## Set exercise
Below is a block of records; repeat each one exactly.

## Dataset extract
______________________________

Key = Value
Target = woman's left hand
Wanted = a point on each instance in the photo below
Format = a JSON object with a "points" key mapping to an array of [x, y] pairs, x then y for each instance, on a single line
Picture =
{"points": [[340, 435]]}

______________________________

## Output for this task
Key = Value
Target = woman's left hand
Wanted = a point on each instance in the photo below
Format = a JSON object with a "points" key mapping to an array of [x, y] pairs, x then y for each instance, on a single line
Picture =
{"points": [[340, 435]]}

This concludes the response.